What you need to do:
Retype all of the entries below word for word, leaving every line unchanged.

Records for the exercise:

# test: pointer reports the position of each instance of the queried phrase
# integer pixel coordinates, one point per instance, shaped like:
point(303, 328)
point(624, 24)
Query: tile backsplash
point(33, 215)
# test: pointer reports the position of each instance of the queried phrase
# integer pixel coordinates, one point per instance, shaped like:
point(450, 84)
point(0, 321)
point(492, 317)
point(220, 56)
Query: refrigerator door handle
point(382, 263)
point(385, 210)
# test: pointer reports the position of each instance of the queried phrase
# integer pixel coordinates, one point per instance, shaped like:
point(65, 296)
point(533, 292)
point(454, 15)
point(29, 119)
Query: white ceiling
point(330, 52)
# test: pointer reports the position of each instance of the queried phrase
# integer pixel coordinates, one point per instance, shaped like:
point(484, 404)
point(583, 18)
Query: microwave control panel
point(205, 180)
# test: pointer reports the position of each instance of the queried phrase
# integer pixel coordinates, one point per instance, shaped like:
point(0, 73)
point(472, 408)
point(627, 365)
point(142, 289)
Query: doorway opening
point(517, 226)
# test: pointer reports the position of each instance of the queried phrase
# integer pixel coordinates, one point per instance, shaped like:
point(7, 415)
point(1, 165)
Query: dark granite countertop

Finished task:
# test: pointer reports the position of each instance of the queried phrase
# integer pixel coordinates, one point per instance, shaped like:
point(303, 328)
point(624, 24)
Query: tile backsplash
point(33, 215)
# test: pointer reports the position of each instance of the queried phrase
# integer pixel coordinates, one point per instance, shaped like:
point(450, 84)
point(0, 321)
point(492, 317)
point(220, 56)
Query: refrigerator door handle
point(382, 263)
point(385, 210)
# test: pointer reports the position of each instance of the queried phrase
# integer pixel coordinates, one point per instance, shaped like:
point(65, 296)
point(533, 292)
point(454, 15)
point(29, 119)
Query: white ceiling
point(330, 52)
# test: pointer reports the position of each instance of the queried phrase
# integer pixel coordinates, one point per instance, shaped like:
point(484, 404)
point(583, 18)
Query: microwave control panel
point(205, 180)
# test: pointer reports the position of each instance of the queried phrase
# integer pixel coordinates, one point per instance, shaped like:
point(0, 73)
point(472, 408)
point(627, 365)
point(142, 289)
Query: doorway opening
point(517, 226)
# test: pointer reports the position of each instance of the queried phrase
# integer pixel coordinates, one point per instance, shaped like:
point(7, 415)
point(1, 165)
Query: dark granite countertop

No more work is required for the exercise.